The fourth season of Degrassi: The Next Generation commenced airing in Canada on 7 September 2004, concluded on 14 February 2005 and contains twenty-two episodes. Degrassi: The Next Generation is a Canadian serial teen drama television series. This season depicts the lives of a group of high school sophomores and juniors as they deal with some of the challenges and issues teenagers face such as bullying, dysfunctional families, school shootings, mental disorders, STDs, disabilities, gambling, homosexuality, and inappropriate student-teacher relationships.

Every episode is titled after a song from the 1980s, except for the two-part season finale "Goin' Down the Road", which took its name from the 1970 Canadian film Goin' Down the Road. Filming took place between April and October 2004.

▶ **Prompt 1**
Extract the whole passage about the fourth season of Degrassi: The Next Generation, reproducing it word for word.

▶ **Supplied material**
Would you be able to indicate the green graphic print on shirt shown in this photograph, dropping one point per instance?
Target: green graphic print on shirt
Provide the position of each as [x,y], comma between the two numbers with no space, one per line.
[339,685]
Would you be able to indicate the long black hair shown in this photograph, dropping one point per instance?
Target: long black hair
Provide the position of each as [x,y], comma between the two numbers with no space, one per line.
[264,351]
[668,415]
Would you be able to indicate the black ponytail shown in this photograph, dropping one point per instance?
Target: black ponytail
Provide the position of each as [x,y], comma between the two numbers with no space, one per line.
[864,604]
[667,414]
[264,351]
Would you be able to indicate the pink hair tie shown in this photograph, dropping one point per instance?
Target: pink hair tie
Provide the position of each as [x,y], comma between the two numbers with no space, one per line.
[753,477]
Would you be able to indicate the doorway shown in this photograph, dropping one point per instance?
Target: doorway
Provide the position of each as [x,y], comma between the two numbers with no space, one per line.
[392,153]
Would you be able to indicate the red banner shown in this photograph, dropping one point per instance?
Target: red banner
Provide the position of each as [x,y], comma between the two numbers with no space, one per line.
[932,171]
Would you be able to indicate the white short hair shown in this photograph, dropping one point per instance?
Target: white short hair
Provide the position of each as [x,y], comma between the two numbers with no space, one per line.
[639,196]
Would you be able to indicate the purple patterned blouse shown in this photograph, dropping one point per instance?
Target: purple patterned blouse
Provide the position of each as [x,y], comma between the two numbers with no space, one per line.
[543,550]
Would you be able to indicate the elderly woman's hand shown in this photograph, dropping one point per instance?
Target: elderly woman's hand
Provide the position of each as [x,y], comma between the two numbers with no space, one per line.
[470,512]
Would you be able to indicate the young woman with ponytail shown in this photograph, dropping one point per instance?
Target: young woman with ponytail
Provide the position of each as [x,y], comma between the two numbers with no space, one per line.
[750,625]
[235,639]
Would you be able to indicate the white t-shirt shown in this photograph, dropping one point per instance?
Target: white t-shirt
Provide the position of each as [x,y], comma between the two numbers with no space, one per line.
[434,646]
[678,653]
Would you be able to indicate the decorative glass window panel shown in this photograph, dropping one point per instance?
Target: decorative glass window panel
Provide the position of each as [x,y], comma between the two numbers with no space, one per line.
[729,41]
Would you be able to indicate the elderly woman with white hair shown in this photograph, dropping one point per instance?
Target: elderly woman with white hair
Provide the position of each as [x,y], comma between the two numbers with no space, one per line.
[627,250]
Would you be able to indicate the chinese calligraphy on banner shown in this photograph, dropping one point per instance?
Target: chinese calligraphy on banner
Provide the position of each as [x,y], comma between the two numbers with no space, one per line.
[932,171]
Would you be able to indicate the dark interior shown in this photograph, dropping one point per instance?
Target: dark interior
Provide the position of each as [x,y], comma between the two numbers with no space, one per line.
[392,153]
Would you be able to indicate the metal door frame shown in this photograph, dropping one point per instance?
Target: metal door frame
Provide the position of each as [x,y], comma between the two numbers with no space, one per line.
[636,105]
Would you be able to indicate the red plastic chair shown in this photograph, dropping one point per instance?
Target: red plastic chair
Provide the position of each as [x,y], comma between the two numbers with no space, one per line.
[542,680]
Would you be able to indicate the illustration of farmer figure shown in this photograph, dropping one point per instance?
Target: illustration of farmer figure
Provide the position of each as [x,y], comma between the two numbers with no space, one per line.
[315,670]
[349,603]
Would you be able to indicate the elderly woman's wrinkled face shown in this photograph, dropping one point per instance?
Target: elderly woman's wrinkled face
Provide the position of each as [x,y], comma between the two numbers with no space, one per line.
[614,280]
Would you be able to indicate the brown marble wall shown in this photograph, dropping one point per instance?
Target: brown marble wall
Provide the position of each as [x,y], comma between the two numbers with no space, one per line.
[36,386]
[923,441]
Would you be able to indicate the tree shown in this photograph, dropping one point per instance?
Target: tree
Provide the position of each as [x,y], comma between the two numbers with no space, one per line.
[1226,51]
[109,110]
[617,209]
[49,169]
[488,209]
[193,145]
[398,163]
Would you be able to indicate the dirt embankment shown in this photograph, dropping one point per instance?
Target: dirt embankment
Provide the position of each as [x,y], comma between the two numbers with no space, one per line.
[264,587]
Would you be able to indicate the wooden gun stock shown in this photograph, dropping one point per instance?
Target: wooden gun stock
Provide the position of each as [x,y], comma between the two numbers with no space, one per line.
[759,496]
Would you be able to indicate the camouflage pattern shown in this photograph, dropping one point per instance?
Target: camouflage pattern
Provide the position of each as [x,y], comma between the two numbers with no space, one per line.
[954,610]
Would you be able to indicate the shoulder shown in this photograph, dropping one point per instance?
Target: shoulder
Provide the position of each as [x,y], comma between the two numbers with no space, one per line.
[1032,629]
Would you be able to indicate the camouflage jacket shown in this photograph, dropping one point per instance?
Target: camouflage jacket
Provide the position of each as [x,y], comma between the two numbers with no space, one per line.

▶ **Prompt 2**
Gather every line of the records that contains the word "black", and copy each one in full.

▶ **Exercise answer 1**
The fourth season of Degrassi: The Next Generation commenced airing in Canada on 7 September 2004, concluded on 14 February 2005 and contains twenty-two episodes. Degrassi: The Next Generation is a Canadian serial teen drama television series. This season depicts the lives of a group of high school sophomores and juniors as they deal with some of the challenges and issues teenagers face such as bullying, dysfunctional families, school shootings, mental disorders, STDs, disabilities, gambling, homosexuality, and inappropriate student-teacher relationships.

Every episode is titled after a song from the 1980s, except for the two-part season finale "Goin' Down the Road", which took its name from the 1970 Canadian film Goin' Down the Road. Filming took place between April and October 2004.

▶ **Exercise answer 2**
Would you be able to indicate the long black hair shown in this photograph, dropping one point per instance?
Target: long black hair
Would you be able to indicate the black ponytail shown in this photograph, dropping one point per instance?
Target: black ponytail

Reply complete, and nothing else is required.